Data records
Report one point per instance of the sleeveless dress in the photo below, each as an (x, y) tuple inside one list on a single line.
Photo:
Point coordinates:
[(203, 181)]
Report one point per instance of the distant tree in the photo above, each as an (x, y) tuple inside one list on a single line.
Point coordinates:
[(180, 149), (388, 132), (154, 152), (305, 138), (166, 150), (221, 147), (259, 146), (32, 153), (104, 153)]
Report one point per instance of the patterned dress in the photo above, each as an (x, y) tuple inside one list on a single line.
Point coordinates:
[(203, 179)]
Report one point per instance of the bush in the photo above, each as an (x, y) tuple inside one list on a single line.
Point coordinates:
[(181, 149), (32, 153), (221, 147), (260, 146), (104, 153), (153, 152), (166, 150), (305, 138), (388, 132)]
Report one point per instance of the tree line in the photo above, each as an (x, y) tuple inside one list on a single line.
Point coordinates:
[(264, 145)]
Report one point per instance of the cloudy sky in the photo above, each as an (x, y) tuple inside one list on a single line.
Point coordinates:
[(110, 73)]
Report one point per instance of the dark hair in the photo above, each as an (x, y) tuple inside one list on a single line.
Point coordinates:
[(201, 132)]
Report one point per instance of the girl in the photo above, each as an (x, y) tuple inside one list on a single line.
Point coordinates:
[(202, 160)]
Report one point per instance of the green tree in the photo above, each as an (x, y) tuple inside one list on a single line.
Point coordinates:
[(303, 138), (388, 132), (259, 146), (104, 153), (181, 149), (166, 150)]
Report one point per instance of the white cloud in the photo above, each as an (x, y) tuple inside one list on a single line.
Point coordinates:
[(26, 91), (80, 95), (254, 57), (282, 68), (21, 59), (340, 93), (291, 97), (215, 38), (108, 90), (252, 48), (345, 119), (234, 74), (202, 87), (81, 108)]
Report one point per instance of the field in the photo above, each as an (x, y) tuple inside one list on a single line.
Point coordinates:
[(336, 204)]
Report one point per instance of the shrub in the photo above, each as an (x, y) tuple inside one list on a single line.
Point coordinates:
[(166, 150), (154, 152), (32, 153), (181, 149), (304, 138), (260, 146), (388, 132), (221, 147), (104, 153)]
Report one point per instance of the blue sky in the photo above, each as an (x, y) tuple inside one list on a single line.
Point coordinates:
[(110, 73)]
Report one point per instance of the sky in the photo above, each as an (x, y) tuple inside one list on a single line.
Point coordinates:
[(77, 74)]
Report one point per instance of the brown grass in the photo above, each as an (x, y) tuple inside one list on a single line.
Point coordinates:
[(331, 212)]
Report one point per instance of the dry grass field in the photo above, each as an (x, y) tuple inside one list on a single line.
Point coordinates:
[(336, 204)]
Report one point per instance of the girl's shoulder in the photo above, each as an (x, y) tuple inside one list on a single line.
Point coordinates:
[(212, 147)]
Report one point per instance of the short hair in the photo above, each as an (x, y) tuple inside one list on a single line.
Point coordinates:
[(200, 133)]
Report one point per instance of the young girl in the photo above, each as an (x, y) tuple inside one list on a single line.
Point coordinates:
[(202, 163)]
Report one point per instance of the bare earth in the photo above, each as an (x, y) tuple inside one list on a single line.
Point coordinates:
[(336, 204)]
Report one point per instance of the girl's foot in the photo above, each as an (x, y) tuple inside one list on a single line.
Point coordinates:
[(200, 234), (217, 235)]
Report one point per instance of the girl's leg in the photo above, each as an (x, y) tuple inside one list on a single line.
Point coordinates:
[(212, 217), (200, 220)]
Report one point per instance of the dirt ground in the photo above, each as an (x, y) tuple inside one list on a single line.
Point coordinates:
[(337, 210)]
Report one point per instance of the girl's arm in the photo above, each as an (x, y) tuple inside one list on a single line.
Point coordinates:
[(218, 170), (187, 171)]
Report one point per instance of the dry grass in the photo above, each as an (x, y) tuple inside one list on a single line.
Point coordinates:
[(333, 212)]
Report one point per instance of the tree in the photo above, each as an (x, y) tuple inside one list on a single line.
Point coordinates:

[Task statement]: Exactly how many lines in the records contain the string "dress"? Give that number alone.

[Your solution]: 2